* Exercise details: Reproduce all the entries exactly.

::::

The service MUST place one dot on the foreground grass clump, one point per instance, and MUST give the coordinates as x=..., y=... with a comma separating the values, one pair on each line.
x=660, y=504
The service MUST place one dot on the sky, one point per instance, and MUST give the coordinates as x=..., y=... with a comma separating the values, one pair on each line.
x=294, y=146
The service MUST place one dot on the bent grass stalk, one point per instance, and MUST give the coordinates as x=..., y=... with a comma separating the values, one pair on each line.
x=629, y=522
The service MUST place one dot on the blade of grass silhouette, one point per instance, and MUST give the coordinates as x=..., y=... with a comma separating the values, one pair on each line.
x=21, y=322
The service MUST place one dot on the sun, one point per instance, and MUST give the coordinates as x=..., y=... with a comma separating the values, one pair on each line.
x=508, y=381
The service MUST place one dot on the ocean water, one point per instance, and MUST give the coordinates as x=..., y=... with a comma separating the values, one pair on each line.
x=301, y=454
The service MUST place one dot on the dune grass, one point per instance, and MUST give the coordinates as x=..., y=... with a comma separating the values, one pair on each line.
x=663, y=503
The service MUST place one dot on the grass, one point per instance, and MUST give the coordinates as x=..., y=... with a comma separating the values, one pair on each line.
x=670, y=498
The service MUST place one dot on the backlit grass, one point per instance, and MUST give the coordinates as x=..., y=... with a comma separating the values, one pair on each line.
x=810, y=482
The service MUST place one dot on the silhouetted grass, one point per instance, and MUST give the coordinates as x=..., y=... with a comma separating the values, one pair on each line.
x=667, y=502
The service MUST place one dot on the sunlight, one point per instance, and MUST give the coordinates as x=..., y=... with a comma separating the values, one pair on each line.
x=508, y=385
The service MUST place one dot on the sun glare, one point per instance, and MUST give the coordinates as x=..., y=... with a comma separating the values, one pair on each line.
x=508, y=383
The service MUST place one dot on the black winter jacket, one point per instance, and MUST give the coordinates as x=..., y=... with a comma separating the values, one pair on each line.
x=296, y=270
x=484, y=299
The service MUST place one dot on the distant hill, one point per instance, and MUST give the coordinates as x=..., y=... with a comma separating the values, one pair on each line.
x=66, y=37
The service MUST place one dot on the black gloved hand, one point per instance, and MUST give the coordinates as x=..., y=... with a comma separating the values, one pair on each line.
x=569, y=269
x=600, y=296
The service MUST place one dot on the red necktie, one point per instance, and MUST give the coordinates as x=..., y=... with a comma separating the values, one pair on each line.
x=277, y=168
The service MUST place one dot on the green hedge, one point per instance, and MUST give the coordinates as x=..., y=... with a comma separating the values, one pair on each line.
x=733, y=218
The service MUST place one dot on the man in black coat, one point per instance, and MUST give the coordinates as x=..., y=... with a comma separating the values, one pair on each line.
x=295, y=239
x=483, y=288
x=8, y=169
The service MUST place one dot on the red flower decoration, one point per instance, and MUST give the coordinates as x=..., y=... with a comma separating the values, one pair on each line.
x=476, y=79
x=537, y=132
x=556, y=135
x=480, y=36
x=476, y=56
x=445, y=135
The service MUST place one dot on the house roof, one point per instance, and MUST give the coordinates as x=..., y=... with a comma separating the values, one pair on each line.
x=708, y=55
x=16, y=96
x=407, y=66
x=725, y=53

::::

* Result:
The service MUST place one dot on the foreground grass clump, one point per instance, and MUST give the coordinates as x=..., y=... with a comma separating the values, one pair on each line.
x=660, y=504
The service MUST place one dot on the sky, one point per instance, and MUST give the coordinates as x=..., y=... with a comma separating the values, one pair on each line.
x=294, y=146
The service MUST place one dot on the bent grass stalk, one point per instance, and MUST give the coordinates as x=..., y=... with a comma separating the values, one pair on each line.
x=629, y=522
The service MUST place one dot on the blade of grass silhouette, one point per instance, and MUST give the coordinates as x=..., y=... with a comma separating the values, one pair on each line.
x=21, y=322
The service MUST place one dot on the sun, one point per instance, and MUST give the coordinates as x=..., y=... with a comma separating the values, one pair on each line.
x=508, y=381
The service MUST place one dot on the ocean water, one point per instance, and MUST give the coordinates as x=..., y=... with a comma separating the values, one pair on each line.
x=301, y=454
The service MUST place one dot on the dune grass, one point per instance, and MUST give the coordinates as x=..., y=... with a comma separating the values, one pair on each line.
x=663, y=503
The service MUST place one dot on the grass, one point per instance, and MUST give the coordinates as x=..., y=... with a comma separating the values, one pair on each line.
x=670, y=498
The service MUST place one dot on the backlit grass, one point per instance, and MUST give the coordinates as x=..., y=... with a comma separating the values, one pair on each line.
x=810, y=482
The service MUST place one dot on the silhouetted grass, one point per instance, and MUST give the coordinates as x=..., y=... with a comma separating the values, one pair on each line.
x=667, y=502
The service MUST place one dot on the sunlight, one point per instance, and MUST give the coordinates as x=..., y=... with a comma separating the values, one pair on each line.
x=508, y=385
The service MUST place one dot on the sun glare, one point per instance, and MUST give the coordinates as x=..., y=... with a comma separating the values, one pair on each line.
x=508, y=383
The service MUST place one dot on the black winter jacket, one point per instance, and MUST give the coordinates as x=..., y=... with a comma separating the values, one pair on each line.
x=296, y=270
x=484, y=299
The service MUST place one dot on the distant hill, one point per instance, and MUST give the coordinates as x=..., y=... with a comma separating the values, one pair on each line.
x=66, y=37
The service MUST place one dot on the black gloved hand, one point per instance, and MUST give the coordinates as x=..., y=... with a comma separating the values, one pair on each line.
x=569, y=269
x=600, y=296
The service MUST place one dot on the red necktie, one point per instance, and MUST give the coordinates as x=..., y=... with a comma separating the values, one pair on each line.
x=277, y=168
The service MUST place one dot on the green hedge, one point per instance, and MUST give the coordinates as x=..., y=... with a comma separating the values, one pair on each line.
x=733, y=218
The service MUST place one dot on the man in black coat, one point per instance, and MUST give the coordinates as x=..., y=... with a comma separating the values, one pair on each line.
x=295, y=239
x=483, y=288
x=8, y=169
The service MUST place one dot on the red flower decoration, one point per instance, and MUST give the coordinates as x=..., y=... with a comma separating the values, one pair on each line.
x=476, y=79
x=537, y=132
x=556, y=135
x=480, y=36
x=476, y=56
x=445, y=135
The service MUST place one dot on the house roof, one point per instance, and MUST give the coordinates as x=..., y=... with a comma separating the values, one pair on each line.
x=708, y=55
x=16, y=96
x=407, y=66
x=725, y=53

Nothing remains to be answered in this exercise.